:: Отрывок текста
Интереснейший для теории литературы случай (впрочем, случай, конечно, не единственный). Поэту не нужно ждать рецензий критиков, чтобы узнать мнение о своем произведении. «Обратная связь» осуществляется почти моментально. К тому же она постоянна.
Проповеди тольминкемисский пастор произносил по-немецки и по-литовски; для прихожан-литовцев Донелайтис и читал нередко фрагменты из «Времен года».
Этот прямой разговор поэта с народом трудно представить и трудно переоценить в условиях Пруссии. Конечно, в Древней Греции стихи тоже читали в общественных местах. Но ведь так несравнимы эпохи. Несравнимы и слушатели. Перед Донелайтисом были не вольные граждане, в нарядной одежде пришедшие на праздник, а доведенные до крайней нужды, униженные литовские крестьяне. Многие из них – крепостные.
::::
:: Сохранённые записи
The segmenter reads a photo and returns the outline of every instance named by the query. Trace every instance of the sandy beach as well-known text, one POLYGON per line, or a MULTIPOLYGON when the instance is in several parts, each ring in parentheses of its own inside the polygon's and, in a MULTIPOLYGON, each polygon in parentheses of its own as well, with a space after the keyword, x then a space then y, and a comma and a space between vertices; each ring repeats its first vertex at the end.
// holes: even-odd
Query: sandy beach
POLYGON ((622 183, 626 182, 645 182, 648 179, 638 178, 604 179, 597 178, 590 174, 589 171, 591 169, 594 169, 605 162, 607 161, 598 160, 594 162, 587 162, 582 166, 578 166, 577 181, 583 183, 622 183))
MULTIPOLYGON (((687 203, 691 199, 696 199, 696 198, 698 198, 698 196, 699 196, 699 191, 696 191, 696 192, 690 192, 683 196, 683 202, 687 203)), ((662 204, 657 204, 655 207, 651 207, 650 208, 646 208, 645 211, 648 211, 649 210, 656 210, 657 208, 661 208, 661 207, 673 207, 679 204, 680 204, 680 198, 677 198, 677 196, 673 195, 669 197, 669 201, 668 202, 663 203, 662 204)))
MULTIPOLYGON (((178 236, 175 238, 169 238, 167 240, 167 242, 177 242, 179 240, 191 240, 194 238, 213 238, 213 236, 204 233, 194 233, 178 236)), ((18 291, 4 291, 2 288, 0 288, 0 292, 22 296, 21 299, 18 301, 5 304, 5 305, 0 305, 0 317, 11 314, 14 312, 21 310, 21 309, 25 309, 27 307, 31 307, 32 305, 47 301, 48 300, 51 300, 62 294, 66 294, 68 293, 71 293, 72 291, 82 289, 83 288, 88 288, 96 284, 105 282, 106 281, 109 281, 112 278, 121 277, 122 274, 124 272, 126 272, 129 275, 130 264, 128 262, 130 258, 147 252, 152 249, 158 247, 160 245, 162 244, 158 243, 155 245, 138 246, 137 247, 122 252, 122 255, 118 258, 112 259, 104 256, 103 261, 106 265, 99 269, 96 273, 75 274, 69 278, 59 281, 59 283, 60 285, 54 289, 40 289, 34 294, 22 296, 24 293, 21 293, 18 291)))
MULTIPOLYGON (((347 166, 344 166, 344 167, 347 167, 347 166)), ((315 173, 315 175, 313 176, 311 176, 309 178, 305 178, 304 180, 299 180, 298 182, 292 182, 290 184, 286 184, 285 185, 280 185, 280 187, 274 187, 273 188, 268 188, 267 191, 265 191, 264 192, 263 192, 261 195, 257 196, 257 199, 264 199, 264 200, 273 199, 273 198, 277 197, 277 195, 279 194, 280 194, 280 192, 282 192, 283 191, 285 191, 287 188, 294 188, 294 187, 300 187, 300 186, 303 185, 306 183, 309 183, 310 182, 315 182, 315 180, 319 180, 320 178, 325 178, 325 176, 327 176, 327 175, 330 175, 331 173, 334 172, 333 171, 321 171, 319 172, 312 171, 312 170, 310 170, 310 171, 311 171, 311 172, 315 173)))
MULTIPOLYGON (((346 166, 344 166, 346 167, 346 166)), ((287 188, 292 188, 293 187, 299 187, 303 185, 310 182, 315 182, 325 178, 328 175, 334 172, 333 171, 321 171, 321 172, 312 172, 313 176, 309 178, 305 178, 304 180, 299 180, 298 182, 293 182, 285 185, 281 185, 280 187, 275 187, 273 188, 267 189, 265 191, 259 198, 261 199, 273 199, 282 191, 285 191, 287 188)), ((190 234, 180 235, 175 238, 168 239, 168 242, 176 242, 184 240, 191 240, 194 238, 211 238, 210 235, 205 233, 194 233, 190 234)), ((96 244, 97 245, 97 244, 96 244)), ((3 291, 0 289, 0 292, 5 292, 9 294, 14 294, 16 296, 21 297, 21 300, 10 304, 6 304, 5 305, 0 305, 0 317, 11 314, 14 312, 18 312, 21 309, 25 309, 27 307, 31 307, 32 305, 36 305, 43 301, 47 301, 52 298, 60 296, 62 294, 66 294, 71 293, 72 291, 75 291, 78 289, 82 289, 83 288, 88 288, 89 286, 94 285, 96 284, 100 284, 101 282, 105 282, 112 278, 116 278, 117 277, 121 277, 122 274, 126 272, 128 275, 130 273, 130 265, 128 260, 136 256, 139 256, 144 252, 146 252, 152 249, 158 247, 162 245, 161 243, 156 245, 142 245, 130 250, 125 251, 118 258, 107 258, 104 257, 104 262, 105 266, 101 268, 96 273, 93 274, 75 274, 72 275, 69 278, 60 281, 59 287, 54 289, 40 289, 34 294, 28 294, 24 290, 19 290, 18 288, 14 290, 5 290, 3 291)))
::::
Задание:
Выпишите из отрывка о Донелайтисе все черты, которыми там описаны его слушатели в отличие от слушателей в Древней Греции. Отвечайте, опираясь только на отрывок.

Решение:
- доведенные до крайней нужды
- униженные
- литовские крестьяне
- многие из них крепостные